**WHAT THE TASK REQUIRES**
Replace each "an instance may span separate parts" in the rows below with "one instance can cover several separate pieces" and write the rows out again with nothing else changed. Leave the pictures out of your answer.

Records excerpted from a collection:
- - -

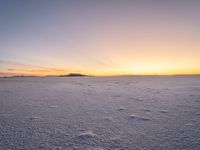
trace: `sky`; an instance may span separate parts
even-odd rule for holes
[[[0,76],[200,74],[199,0],[0,0]]]

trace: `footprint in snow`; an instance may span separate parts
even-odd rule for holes
[[[30,120],[35,120],[35,119],[39,119],[39,117],[38,116],[30,116],[29,119]]]
[[[137,116],[135,114],[131,114],[129,116],[130,119],[135,119],[135,120],[141,120],[141,121],[150,121],[151,119],[150,118],[147,118],[147,117],[142,117],[142,116]]]
[[[167,113],[168,113],[167,110],[160,110],[159,112],[160,112],[160,113],[163,113],[163,114],[167,114]]]
[[[119,111],[122,111],[122,110],[125,110],[126,108],[124,108],[124,107],[119,107],[119,108],[117,108],[117,110],[119,110]]]
[[[106,120],[106,121],[112,121],[112,117],[104,117],[104,120]]]
[[[58,106],[49,106],[48,108],[58,108]]]
[[[92,130],[82,132],[78,135],[79,138],[93,138],[98,137],[97,134],[95,134]]]

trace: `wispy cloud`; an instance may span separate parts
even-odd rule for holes
[[[73,70],[75,71],[75,70]],[[13,75],[60,75],[73,72],[68,69],[49,68],[43,66],[22,64],[11,61],[0,60],[0,76],[13,76]],[[76,70],[76,72],[79,72]]]

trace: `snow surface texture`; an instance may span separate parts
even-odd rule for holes
[[[0,150],[144,149],[200,149],[199,76],[0,79]]]

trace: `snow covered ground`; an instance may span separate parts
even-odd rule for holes
[[[0,150],[199,150],[200,76],[0,78]]]

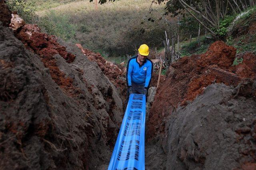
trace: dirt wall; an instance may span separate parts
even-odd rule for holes
[[[0,169],[107,164],[123,114],[112,83],[74,45],[72,63],[59,53],[38,56],[0,23]]]
[[[256,168],[256,82],[206,88],[167,119],[166,169]]]
[[[223,41],[216,41],[200,55],[186,56],[172,64],[158,90],[150,109],[148,139],[164,133],[166,117],[180,105],[186,106],[212,84],[236,86],[243,80],[256,78],[256,56],[245,54],[242,63],[233,66],[236,49]]]

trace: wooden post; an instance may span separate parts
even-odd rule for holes
[[[198,43],[198,46],[200,47],[201,46],[201,42],[200,42],[200,26],[201,24],[199,23],[199,27],[198,27],[198,34],[197,37],[197,42]]]
[[[97,1],[98,1],[97,0],[95,0],[95,9],[96,10],[98,10],[98,6],[97,4],[98,4],[98,2]]]
[[[178,40],[177,40],[177,41],[178,41],[177,42],[177,43],[178,44],[177,45],[178,45],[178,47],[177,47],[178,48],[177,48],[177,51],[178,51],[180,50],[180,49],[179,49],[179,48],[179,48],[179,47],[180,47],[180,33],[178,33]]]
[[[158,79],[157,80],[157,86],[156,88],[158,88],[159,86],[159,82],[160,82],[160,77],[161,77],[161,72],[162,71],[162,65],[163,64],[163,61],[161,61],[160,63],[160,69],[159,69],[159,74],[158,74]]]

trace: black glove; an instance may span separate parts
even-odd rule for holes
[[[144,94],[144,95],[146,95],[146,94],[147,94],[147,92],[148,92],[148,90],[147,89],[146,89],[146,88],[144,88],[144,90],[143,90],[143,94]]]
[[[128,92],[129,94],[132,94],[132,87],[129,87],[129,88],[128,88]]]

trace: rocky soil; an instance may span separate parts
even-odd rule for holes
[[[0,169],[107,168],[126,108],[125,69],[18,16],[10,25],[1,0],[0,11]],[[236,57],[215,42],[150,89],[146,169],[256,169],[256,56],[234,66]]]
[[[0,169],[108,164],[123,114],[120,93],[74,45],[30,25],[14,33],[21,41],[2,21]]]
[[[245,54],[243,63],[233,66],[236,53],[233,47],[216,41],[206,53],[183,57],[172,64],[150,110],[148,137],[163,132],[165,117],[179,105],[186,105],[193,101],[208,86],[222,82],[236,86],[243,80],[255,79],[256,56]]]
[[[146,129],[166,169],[256,168],[256,56],[234,66],[236,52],[216,41],[170,67]]]

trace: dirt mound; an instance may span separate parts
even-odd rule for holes
[[[123,115],[115,87],[74,45],[61,45],[34,25],[17,36],[32,51],[0,23],[0,167],[107,164]]]
[[[8,27],[11,22],[12,13],[9,10],[4,0],[0,0],[0,21],[4,26]]]
[[[35,24],[26,24],[18,33],[17,37],[38,55],[49,57],[58,54],[68,63],[74,61],[75,56],[68,52],[66,48],[57,42],[54,36],[40,32]]]
[[[122,98],[123,103],[125,104],[127,87],[125,78],[124,76],[124,74],[122,74],[123,71],[117,65],[106,60],[99,53],[96,53],[84,49],[80,44],[76,44],[76,45],[81,49],[89,60],[97,63],[104,74],[117,88]],[[120,68],[124,68],[123,67]]]
[[[150,110],[147,136],[151,138],[163,133],[165,122],[162,120],[178,105],[192,101],[208,86],[223,82],[236,86],[245,78],[255,79],[256,56],[245,55],[242,64],[233,66],[236,51],[223,42],[216,41],[205,53],[185,57],[172,64]]]
[[[255,110],[256,82],[209,86],[166,118],[166,169],[255,169]]]

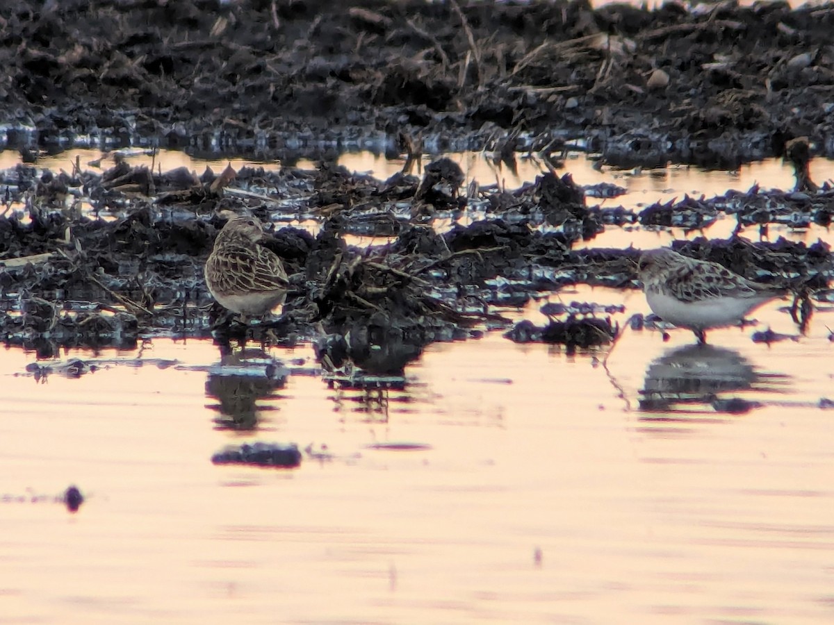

- - -

**PROBLEM SOLUTION**
trace: `sky`; one instance can cover several separate pieces
even-odd rule for holes
[[[0,76],[200,74],[199,0],[0,0]]]

trace: `footprint in snow`; one instance can cover several separate pieces
even-odd rule for holes
[[[30,120],[35,120],[35,119],[39,119],[39,117],[38,116],[30,116],[29,119]]]
[[[137,116],[135,114],[131,114],[129,116],[130,119],[135,119],[135,120],[141,120],[141,121],[150,121],[151,119],[150,118],[147,118],[147,117],[142,117],[142,116]]]
[[[167,113],[168,113],[167,110],[160,110],[159,112],[160,112],[160,113],[163,113],[163,114],[167,114]]]
[[[119,111],[122,111],[122,110],[125,110],[126,108],[124,108],[124,107],[119,107],[119,108],[117,108],[117,110],[119,110]]]
[[[106,120],[106,121],[112,121],[112,117],[104,117],[104,120]]]
[[[58,106],[49,106],[48,108],[58,108]]]
[[[92,130],[82,132],[78,135],[79,138],[93,138],[98,137],[97,134],[95,134]]]

trace: `wispy cloud`; one instance can cover several separate pieces
even-odd rule for holes
[[[73,70],[75,71],[75,70]],[[13,75],[60,75],[73,72],[68,69],[49,68],[43,66],[22,64],[11,61],[0,60],[0,76],[13,76]],[[76,70],[76,72],[79,72]]]

trace: `snow surface texture`; one instance can cover several separate pieces
even-odd rule for holes
[[[0,150],[144,149],[200,149],[199,76],[0,79]]]

trace: `snow covered ground`; one instance can cover several separate pieces
even-odd rule for holes
[[[0,150],[199,150],[200,76],[0,78]]]

trace: dirt wall; one instance can cover several separate pieces
even-odd rule for holes
[[[0,169],[107,164],[123,114],[112,83],[74,45],[72,63],[59,53],[38,56],[0,23]]]
[[[256,168],[256,82],[206,88],[167,119],[166,169]]]
[[[223,41],[216,41],[200,55],[186,56],[172,64],[158,90],[150,109],[148,139],[164,133],[166,117],[180,105],[186,106],[212,84],[236,86],[243,80],[256,78],[256,56],[245,54],[242,63],[233,66],[236,49]]]

trace: wooden post; one instance can cover several separate pieces
even-odd rule for holes
[[[198,43],[198,46],[200,47],[201,46],[201,42],[200,42],[200,26],[201,24],[199,23],[199,27],[198,27],[198,34],[197,37],[197,42]]]
[[[97,1],[98,1],[97,0],[95,0],[95,9],[96,10],[98,10],[98,6],[97,4],[98,4],[98,2]]]
[[[178,40],[177,40],[177,41],[178,41],[177,42],[177,43],[178,44],[177,45],[178,45],[178,47],[177,47],[178,48],[177,48],[177,51],[178,51],[180,50],[180,49],[179,49],[179,48],[179,48],[179,47],[180,47],[180,33],[178,33]]]
[[[158,79],[157,80],[157,86],[156,88],[158,88],[159,86],[159,82],[160,82],[160,77],[161,77],[161,72],[162,71],[162,65],[163,64],[163,61],[161,61],[160,63],[160,69],[159,69],[159,74],[158,74]]]

trace: black glove; one instance can cover several separate pieces
even-odd rule for holes
[[[144,94],[144,95],[146,95],[146,94],[147,94],[147,92],[148,92],[148,90],[147,89],[146,89],[146,88],[144,88],[144,90],[143,90],[143,94]]]
[[[128,92],[129,94],[132,94],[132,87],[129,87],[129,88],[128,88]]]

trace: rocky soil; one instance can cover several separate pieces
even-odd rule for holes
[[[0,169],[107,168],[126,108],[125,69],[18,16],[10,25],[1,0],[0,11]],[[236,57],[215,42],[150,89],[146,169],[256,169],[256,56],[234,66]]]
[[[0,169],[108,164],[123,114],[120,93],[74,45],[30,25],[14,33],[21,41],[2,21]]]
[[[245,54],[243,63],[233,66],[236,53],[233,47],[216,41],[206,53],[183,57],[172,64],[150,110],[148,137],[163,132],[165,117],[179,105],[186,105],[193,101],[208,86],[222,82],[236,86],[243,80],[255,79],[256,56]]]
[[[146,129],[166,169],[256,168],[256,56],[234,66],[236,52],[216,41],[170,67]]]

trace: dirt mound; one instance can cover several separate pieces
even-odd rule for holes
[[[123,115],[115,87],[74,45],[61,45],[34,25],[17,36],[32,51],[0,23],[0,167],[107,164]]]
[[[8,27],[11,22],[12,13],[9,10],[4,0],[0,0],[0,21],[4,26]]]
[[[35,24],[26,24],[18,33],[17,37],[38,55],[49,57],[58,54],[68,63],[74,61],[75,56],[68,52],[66,48],[57,42],[54,36],[40,32]]]
[[[122,98],[123,103],[125,104],[127,87],[125,78],[124,76],[124,74],[122,74],[123,71],[117,65],[106,60],[99,53],[96,53],[84,49],[80,44],[76,44],[76,45],[81,49],[89,60],[97,63],[104,74],[117,88]],[[120,68],[124,68],[123,67]]]
[[[150,110],[147,136],[151,138],[163,133],[165,122],[162,120],[178,105],[192,101],[208,86],[223,82],[236,86],[245,78],[255,79],[256,56],[245,55],[242,64],[233,66],[236,51],[223,42],[216,41],[205,53],[185,57],[172,64]]]
[[[255,110],[256,82],[209,86],[166,118],[166,169],[255,169]]]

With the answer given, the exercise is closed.